Hi Francesco, For an N-point fft, the usual way to set up the time and frequency arrays of step size dt and df is
dt = 1/Fs; % inverse of sample rate
df = Fs/N; % total span of frequency array is Fs
dt and df are usually thought of in terms of the comments above, and are consistent with
df*dt = 1/N. [1]
This is a fundamental relationship for the fft, and I think it deserves more attention.
For signal y, fft(y) / N gives the correct amplitudes. For simplicity I will use y = exp(2*pi*i*f0*t). Its fft has a single peak of amplitude 1 at f0, compared to sin or cos which have two frequency peaks of amplitude 1/2 at +-f0.
In the first example below (fig 1), N = 1000 and everything works (as with the first version of your code). There are exactly 60 cycles in the time window. df is 1 Hz. The fft has a single peak at 60 Hz, zeroes everywhere else.
Fig 2 shows zerofilling of the time domain signal, with Nfft = 3000. The spacing dt stays the same, but N has changed. From [1], df becomes 1/3 Hz.
For normalization, the fft is divided by 3000.

Dataset listing:
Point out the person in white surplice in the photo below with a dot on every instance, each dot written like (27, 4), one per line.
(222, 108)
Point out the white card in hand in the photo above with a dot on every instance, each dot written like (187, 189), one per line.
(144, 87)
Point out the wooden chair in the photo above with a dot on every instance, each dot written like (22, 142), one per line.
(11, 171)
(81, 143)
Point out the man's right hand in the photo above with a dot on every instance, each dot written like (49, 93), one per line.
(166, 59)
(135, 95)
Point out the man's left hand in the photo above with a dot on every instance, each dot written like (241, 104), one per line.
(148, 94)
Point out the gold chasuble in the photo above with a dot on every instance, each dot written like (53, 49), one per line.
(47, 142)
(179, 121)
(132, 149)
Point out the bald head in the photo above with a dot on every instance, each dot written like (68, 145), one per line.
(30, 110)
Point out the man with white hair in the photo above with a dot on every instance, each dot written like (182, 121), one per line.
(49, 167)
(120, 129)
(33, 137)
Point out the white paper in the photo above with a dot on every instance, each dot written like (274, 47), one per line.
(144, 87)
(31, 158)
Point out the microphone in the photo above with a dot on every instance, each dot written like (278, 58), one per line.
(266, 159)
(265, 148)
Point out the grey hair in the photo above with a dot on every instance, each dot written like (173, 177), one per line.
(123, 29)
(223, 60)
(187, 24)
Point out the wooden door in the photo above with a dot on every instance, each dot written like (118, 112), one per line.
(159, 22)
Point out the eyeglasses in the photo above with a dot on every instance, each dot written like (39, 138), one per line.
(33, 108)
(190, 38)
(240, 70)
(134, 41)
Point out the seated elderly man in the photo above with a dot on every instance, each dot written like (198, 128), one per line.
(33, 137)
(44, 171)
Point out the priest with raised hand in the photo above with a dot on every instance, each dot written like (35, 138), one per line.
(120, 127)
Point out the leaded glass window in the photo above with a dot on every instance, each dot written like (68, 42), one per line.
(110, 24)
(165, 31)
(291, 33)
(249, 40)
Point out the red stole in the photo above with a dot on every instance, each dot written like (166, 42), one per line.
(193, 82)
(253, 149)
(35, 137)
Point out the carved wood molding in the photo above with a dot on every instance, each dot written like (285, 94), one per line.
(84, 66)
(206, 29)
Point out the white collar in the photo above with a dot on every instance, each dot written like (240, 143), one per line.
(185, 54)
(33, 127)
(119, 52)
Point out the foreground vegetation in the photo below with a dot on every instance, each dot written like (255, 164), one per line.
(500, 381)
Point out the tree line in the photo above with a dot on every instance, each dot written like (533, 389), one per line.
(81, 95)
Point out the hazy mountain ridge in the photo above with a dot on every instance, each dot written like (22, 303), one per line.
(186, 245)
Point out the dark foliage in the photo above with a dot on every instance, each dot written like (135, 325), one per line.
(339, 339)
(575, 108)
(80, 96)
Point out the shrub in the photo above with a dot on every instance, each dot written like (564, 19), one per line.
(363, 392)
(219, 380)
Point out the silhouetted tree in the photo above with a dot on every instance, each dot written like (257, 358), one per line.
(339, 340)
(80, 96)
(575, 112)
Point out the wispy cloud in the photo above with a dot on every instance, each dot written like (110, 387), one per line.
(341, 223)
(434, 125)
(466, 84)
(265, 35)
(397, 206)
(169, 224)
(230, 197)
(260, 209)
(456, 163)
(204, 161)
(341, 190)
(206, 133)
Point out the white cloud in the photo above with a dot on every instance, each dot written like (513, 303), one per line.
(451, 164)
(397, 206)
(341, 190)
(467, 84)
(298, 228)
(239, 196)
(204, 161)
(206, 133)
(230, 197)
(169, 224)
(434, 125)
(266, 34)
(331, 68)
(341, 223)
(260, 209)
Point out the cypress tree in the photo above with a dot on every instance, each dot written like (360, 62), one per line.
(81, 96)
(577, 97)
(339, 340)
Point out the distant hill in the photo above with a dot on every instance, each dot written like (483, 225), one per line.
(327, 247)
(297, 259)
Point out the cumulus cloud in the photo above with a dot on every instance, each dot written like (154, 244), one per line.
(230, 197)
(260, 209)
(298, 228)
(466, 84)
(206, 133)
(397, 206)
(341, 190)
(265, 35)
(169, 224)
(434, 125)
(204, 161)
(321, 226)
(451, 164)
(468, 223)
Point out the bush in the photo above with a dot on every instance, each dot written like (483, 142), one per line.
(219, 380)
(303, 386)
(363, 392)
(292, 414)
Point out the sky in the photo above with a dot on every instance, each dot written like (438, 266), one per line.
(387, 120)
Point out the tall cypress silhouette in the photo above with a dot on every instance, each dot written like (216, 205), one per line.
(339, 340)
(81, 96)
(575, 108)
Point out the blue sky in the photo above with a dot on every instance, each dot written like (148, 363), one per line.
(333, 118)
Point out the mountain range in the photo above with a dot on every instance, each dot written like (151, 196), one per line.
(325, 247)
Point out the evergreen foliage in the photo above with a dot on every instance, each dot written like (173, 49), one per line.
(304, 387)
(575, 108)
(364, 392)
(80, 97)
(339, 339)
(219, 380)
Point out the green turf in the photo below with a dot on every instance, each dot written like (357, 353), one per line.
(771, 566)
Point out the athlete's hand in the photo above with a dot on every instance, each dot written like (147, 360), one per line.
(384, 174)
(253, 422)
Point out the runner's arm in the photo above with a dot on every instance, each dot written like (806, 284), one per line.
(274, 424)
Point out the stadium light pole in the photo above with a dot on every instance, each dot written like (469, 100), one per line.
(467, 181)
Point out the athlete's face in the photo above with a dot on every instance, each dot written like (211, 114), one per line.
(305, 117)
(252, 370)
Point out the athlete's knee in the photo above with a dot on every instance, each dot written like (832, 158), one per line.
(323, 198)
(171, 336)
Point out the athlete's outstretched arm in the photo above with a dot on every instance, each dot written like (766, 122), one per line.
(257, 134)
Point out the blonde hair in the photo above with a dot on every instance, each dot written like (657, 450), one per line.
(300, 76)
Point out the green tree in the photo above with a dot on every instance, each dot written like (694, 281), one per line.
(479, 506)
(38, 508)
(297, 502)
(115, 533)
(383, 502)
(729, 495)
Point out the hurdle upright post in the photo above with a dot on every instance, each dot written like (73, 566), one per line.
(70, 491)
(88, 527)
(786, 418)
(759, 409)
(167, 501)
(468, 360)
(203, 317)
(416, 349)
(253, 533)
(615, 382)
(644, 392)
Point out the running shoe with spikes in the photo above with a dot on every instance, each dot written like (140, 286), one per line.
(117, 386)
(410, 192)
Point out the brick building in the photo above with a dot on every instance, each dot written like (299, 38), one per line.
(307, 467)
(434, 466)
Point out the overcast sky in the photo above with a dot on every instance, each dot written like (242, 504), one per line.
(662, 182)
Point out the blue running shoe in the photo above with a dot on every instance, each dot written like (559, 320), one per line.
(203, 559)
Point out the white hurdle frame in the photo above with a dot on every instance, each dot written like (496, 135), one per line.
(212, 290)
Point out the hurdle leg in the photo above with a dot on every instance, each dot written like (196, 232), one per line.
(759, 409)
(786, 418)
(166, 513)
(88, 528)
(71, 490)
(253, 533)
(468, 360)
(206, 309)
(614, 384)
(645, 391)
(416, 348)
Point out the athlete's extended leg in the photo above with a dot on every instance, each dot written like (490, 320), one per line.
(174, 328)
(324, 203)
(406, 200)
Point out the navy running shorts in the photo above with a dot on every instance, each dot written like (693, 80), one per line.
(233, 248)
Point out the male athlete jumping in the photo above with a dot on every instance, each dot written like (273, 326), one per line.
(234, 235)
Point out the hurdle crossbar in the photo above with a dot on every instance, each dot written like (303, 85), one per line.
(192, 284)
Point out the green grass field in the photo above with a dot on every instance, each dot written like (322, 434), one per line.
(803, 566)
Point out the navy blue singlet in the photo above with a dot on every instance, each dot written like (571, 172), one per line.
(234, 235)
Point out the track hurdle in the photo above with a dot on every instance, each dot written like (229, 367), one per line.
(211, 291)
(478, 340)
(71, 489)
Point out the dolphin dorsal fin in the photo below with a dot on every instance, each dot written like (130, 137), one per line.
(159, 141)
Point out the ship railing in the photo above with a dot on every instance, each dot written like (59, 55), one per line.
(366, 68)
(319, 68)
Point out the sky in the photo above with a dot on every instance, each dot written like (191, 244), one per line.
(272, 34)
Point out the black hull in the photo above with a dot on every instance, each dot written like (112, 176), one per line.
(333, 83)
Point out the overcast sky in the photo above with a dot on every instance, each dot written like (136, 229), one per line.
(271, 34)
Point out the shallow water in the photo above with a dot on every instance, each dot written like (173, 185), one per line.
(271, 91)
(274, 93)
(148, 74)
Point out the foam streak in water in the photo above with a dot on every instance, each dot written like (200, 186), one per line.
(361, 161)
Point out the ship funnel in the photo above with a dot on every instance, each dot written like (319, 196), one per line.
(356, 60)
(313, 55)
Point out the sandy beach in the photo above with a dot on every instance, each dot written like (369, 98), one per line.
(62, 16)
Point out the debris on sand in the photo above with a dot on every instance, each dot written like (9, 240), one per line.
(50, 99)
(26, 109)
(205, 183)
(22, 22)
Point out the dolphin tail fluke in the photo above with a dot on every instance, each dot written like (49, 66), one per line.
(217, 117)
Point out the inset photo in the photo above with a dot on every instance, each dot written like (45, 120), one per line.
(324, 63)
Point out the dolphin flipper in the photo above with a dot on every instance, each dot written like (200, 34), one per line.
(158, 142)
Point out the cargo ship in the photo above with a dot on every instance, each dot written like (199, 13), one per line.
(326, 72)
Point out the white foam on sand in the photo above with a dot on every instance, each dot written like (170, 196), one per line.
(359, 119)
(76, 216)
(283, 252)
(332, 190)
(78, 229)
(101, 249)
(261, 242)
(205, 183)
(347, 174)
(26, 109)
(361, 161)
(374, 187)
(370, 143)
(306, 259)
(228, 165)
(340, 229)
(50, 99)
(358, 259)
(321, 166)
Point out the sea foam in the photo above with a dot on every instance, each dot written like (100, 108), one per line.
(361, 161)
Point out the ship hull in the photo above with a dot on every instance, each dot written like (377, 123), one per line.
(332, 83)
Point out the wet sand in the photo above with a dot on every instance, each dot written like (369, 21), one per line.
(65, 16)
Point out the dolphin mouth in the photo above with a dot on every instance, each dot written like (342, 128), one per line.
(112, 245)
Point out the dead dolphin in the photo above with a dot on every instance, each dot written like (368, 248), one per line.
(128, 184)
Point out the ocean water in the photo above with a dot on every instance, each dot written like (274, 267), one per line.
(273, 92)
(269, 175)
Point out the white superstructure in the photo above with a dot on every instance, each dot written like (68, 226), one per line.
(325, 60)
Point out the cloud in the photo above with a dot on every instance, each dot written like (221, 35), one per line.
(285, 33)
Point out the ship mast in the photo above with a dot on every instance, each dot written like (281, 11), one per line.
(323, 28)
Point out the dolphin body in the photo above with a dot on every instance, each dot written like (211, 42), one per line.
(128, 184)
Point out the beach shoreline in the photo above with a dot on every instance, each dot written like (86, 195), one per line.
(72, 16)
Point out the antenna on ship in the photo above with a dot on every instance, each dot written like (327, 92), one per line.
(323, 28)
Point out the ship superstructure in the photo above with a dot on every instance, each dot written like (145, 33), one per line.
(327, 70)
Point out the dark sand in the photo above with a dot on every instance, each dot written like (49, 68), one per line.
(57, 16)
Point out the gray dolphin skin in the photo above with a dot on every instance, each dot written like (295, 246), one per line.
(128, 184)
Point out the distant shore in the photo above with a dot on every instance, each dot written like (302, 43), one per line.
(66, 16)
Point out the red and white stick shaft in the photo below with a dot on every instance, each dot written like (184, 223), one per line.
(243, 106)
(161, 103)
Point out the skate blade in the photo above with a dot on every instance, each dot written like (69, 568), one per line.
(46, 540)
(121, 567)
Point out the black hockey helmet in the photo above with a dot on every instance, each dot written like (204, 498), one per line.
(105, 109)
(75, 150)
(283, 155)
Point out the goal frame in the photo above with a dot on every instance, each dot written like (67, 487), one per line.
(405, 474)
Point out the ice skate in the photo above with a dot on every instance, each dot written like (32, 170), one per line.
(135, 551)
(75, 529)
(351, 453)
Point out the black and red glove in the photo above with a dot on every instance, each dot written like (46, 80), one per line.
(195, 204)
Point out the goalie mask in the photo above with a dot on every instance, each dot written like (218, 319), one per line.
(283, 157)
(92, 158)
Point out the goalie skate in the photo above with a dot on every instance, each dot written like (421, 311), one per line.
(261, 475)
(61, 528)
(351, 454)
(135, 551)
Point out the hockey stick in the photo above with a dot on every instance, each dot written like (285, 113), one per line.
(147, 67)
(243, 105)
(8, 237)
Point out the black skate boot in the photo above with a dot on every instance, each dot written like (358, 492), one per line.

» PROBLEMS AND TASKS
(1) Extract the part of the FFT post between "Fig 2 shows" and "divided by 3000.", inclusive.
(2) In the FFT post, how many cycles fit in the time window in the first example?
(3) Continue the FFT post from where it stops.
This listing was taken from a different source than the FFT post.

» RESPONSES TO THE TASKS
(1)
Fig 2 shows zerofilling of the time domain signal, with Nfft = 3000. The spacing dt stays the same, but N has changed. From [1], df becomes 1/3 Hz.
For normalization, the fft is divided by 3000.

(2) Exactly 60 cycles.

(3)
At least 60 Hz is a multiple of 1/3 Hz, and the expanded view of the fft shows a peak right at 60 Hz, but the amplitude is only 1/3. However, the amplitude is perfectly correct. That's because the wave only covers a third of the new time array, i.e. the duty cycle is 1/3. That’s not so bad, but there are other problems. Since the wave is cut off, you don't have a continuous periodic wave anymore. So there are contributions at a lot of frequencies other than 60 Hz as shown.
Sometimes to get out of this, people divide by the original N rather than the new N. That gets the amplitude back up to 1, but does nothing about the nonzero amplitudes at other frequencies. It's a bit of a con job.
The last example in Fig. 3 is the highly regarded nextpow2 method, with Nfft = 1024. Now there are all the same problems as before, but from [1] the new df is 1/(Nfft*dt) = 1000/1024 = .9765625 Hz. There is no way that 60 Hz is a multiple of that, and that frequency array can't even represent the peak correctly. You could reverse engineer things to find the factor needed to make the largest subpeak equal to 1, but the result is meaningless.
So why zerofill to 1024? Supposedly it's all worthwhile because of the big speed advantage, but in my opinion any speed advantage is highly oversold. I think that in many many situations the speed gained is minuscule and unnecessary, and the disadvantages of nextpow2 are evident.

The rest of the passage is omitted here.